**Requirement**
Copy the part of the records below that starts with the line containing "Exercise. Point out every instance of the dark sky" and ends with the line containing "x=67, y=259". Include both of those lines and change nothing.

**Given records**

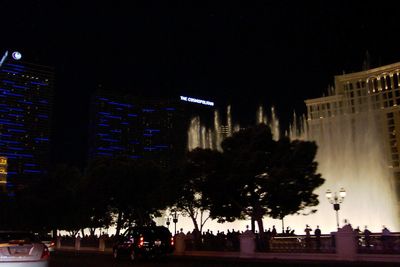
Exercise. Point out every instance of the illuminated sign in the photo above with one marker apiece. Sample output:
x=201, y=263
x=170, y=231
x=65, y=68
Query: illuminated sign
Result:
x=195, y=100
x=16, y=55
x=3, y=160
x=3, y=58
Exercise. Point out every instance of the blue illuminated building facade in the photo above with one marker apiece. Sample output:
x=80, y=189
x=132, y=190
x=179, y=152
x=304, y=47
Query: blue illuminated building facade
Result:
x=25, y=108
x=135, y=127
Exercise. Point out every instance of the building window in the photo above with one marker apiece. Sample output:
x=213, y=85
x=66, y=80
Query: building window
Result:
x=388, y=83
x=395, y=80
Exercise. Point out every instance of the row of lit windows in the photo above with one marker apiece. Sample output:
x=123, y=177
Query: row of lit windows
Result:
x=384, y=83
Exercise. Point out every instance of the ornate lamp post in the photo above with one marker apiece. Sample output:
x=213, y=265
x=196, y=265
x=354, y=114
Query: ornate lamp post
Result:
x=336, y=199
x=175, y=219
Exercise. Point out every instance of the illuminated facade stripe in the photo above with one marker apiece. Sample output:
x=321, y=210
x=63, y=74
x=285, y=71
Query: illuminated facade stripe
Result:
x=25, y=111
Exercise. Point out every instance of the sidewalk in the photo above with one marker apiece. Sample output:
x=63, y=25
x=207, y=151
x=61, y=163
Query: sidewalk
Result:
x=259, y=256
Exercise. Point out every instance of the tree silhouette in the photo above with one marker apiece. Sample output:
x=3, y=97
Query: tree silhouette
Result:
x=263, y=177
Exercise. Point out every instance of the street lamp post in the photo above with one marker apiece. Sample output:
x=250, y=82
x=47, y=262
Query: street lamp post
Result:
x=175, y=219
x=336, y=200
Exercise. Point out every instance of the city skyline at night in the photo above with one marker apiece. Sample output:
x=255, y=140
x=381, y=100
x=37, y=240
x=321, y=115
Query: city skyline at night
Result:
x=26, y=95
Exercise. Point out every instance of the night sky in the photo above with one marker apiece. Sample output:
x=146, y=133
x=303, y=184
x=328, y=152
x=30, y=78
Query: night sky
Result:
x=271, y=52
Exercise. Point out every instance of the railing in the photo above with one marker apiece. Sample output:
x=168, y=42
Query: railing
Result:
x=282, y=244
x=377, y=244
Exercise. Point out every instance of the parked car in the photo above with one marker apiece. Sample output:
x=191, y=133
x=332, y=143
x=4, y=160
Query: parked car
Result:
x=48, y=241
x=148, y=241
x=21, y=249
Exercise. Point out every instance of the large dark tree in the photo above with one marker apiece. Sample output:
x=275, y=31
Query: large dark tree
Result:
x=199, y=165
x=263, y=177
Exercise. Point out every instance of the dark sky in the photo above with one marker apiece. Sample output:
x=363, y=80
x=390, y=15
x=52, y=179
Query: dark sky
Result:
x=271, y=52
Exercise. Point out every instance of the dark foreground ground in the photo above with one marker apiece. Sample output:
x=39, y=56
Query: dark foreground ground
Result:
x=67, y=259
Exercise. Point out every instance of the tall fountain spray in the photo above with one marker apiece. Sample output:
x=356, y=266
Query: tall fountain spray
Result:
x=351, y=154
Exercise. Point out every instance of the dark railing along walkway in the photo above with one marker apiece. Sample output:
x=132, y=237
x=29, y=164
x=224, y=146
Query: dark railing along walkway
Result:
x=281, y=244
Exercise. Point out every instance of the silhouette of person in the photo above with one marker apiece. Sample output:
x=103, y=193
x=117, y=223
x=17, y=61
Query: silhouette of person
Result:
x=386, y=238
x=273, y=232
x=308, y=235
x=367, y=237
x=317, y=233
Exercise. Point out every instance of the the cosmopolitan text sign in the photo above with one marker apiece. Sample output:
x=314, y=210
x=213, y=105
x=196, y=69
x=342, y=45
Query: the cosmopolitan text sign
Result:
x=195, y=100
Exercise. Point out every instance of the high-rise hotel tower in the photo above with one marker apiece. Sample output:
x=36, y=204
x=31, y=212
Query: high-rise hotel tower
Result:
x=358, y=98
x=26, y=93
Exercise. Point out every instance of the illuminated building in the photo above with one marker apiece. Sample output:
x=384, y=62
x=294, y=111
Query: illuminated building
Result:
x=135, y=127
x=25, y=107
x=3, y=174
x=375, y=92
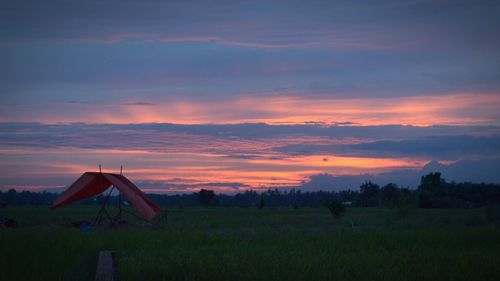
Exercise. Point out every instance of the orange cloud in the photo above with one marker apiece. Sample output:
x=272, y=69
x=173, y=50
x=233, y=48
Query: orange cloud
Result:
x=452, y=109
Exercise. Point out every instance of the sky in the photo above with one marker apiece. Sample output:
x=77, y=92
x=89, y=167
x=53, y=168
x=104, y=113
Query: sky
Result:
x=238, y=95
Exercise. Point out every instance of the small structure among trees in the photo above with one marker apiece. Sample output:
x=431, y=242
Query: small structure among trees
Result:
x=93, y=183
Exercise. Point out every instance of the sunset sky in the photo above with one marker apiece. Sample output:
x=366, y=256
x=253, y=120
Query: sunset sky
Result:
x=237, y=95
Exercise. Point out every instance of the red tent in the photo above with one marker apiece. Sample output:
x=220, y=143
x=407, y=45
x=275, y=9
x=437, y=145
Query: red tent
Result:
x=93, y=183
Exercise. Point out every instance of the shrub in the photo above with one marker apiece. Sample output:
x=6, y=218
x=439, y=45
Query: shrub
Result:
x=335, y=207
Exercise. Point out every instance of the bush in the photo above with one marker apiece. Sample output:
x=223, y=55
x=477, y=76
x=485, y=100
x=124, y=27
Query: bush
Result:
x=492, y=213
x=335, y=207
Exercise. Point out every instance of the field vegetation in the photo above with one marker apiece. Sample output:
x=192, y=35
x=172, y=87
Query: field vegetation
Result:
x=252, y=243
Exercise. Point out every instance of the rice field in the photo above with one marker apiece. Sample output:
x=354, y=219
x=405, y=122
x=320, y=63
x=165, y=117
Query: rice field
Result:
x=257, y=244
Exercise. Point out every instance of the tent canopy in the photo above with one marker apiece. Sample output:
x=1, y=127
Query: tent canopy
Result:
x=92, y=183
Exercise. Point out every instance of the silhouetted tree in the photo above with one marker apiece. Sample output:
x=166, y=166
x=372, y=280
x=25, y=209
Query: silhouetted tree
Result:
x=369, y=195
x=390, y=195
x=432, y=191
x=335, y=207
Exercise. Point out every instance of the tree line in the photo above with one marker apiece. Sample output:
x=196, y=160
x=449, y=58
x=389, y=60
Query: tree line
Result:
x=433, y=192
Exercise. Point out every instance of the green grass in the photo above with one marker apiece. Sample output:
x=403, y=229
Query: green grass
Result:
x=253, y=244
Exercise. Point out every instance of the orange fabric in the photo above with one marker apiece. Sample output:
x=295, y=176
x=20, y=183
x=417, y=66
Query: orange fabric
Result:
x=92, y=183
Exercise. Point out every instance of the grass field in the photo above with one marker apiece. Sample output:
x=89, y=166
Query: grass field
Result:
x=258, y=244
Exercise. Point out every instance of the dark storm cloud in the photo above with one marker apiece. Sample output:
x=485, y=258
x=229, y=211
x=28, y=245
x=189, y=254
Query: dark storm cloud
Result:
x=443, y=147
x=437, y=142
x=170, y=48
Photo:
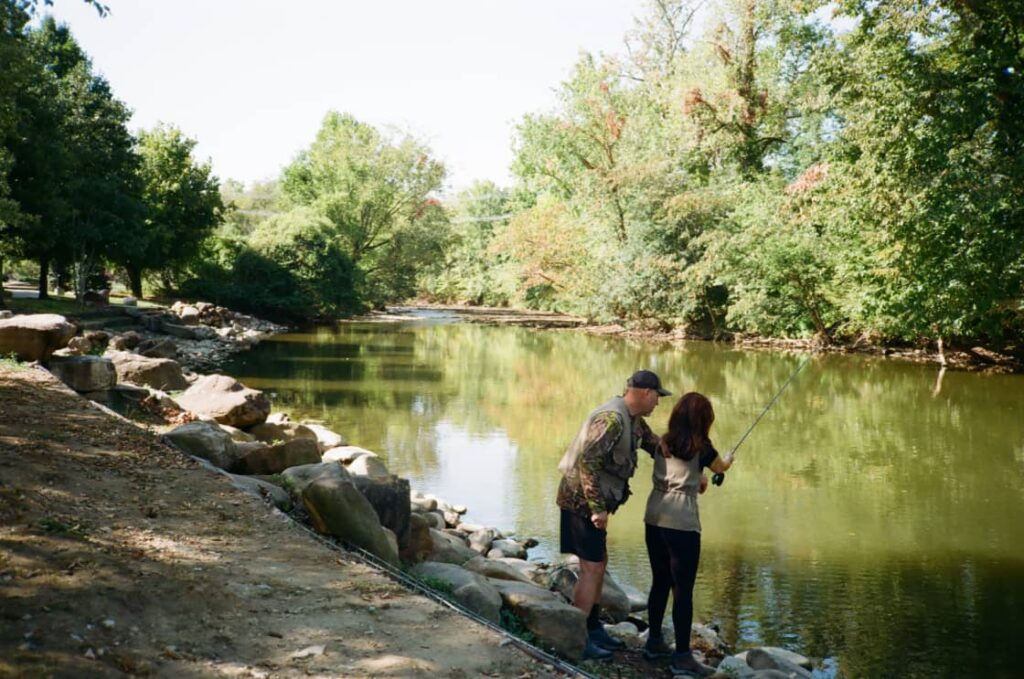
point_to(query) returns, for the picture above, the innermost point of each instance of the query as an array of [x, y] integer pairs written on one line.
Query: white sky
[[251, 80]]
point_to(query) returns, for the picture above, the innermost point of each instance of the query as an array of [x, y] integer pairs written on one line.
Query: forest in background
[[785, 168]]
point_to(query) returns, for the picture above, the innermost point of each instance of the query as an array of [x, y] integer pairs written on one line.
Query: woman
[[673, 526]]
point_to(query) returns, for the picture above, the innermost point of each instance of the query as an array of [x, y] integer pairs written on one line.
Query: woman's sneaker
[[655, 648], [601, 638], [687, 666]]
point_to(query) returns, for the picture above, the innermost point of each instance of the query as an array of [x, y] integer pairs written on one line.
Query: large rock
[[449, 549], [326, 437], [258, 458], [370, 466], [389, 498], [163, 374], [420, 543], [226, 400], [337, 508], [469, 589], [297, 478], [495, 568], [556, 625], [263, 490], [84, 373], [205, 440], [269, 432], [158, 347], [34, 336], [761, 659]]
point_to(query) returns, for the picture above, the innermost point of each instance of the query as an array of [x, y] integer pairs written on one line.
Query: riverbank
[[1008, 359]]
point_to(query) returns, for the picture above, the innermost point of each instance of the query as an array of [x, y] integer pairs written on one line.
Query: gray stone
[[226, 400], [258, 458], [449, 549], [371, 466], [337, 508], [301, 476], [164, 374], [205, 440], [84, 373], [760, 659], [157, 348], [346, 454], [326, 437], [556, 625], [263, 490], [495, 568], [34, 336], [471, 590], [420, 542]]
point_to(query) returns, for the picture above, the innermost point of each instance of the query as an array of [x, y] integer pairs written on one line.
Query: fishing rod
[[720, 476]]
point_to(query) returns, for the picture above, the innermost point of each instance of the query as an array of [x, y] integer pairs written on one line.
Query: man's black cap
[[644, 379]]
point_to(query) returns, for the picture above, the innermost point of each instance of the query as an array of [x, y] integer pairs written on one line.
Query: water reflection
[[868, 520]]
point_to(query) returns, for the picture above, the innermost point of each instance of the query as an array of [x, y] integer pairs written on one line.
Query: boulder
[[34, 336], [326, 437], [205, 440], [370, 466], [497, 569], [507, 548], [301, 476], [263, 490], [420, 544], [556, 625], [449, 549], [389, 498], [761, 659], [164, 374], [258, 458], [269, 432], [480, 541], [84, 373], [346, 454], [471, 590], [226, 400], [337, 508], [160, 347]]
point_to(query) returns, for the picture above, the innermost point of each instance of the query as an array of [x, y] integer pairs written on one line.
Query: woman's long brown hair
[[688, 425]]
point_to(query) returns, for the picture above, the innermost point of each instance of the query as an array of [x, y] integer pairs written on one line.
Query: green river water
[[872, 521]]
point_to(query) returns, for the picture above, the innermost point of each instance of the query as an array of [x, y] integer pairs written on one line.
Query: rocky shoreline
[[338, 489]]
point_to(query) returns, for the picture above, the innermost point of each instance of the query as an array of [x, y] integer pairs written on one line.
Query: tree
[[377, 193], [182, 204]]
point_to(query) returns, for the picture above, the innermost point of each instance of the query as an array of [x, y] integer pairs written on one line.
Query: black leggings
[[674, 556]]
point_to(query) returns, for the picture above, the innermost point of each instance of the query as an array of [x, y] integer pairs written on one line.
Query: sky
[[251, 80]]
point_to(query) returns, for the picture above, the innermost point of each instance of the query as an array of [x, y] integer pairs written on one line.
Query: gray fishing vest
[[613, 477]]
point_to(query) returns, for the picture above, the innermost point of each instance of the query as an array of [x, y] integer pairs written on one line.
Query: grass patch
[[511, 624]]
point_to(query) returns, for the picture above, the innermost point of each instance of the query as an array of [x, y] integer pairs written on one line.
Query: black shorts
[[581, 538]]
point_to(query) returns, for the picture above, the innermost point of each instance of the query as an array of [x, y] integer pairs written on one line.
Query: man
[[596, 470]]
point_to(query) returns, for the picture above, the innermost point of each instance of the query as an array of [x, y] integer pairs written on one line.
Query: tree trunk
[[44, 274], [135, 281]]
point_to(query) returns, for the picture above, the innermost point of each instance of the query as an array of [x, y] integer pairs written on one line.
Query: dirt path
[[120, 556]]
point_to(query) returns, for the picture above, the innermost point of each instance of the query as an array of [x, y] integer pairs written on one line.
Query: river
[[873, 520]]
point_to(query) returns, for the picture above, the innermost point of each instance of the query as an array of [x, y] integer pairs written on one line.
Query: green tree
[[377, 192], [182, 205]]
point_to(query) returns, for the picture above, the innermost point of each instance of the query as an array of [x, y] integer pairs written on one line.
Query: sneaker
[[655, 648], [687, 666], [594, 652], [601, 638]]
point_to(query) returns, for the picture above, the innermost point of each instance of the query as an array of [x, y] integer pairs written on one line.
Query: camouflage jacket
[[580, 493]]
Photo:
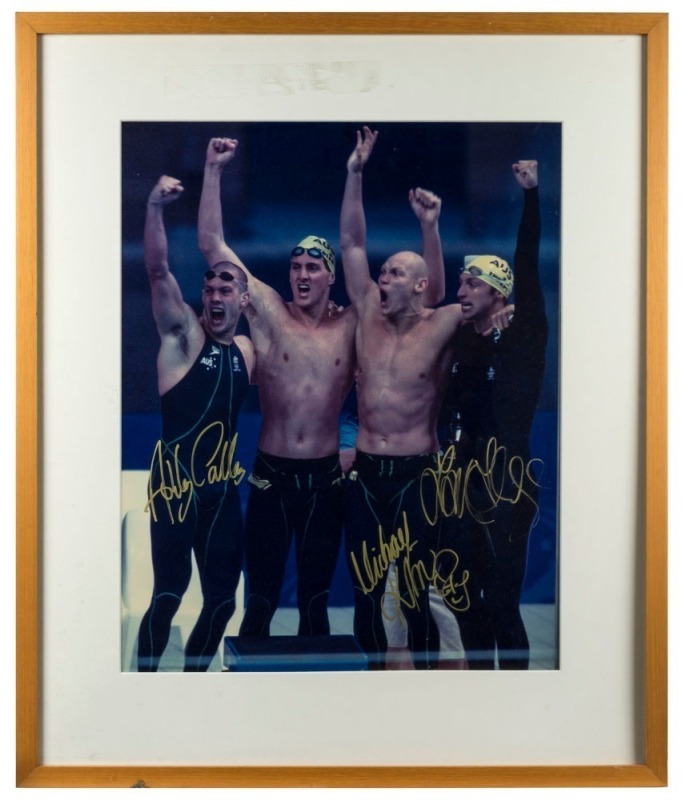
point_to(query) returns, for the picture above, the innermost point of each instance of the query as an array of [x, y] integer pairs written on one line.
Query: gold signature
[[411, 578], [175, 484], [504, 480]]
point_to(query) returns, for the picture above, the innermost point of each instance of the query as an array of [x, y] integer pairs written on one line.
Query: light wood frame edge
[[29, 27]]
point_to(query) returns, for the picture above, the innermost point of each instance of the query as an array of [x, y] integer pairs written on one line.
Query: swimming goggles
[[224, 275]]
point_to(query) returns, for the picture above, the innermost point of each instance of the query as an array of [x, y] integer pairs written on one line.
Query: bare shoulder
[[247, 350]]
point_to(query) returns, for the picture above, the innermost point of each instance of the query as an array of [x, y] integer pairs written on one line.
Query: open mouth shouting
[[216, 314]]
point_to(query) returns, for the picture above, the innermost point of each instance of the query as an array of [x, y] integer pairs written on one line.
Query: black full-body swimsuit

**Response**
Exercise. Point out every instance of the dark sky in the photo above with one marker apiece. Sample output:
x=363, y=80
x=390, y=15
x=52, y=179
Query: dark sky
Result:
x=271, y=52
Exercise. Point out every instance of the dark foreground ground in the photo above with one marker apiece. Sample output:
x=39, y=56
Query: dark foreground ground
Result:
x=67, y=259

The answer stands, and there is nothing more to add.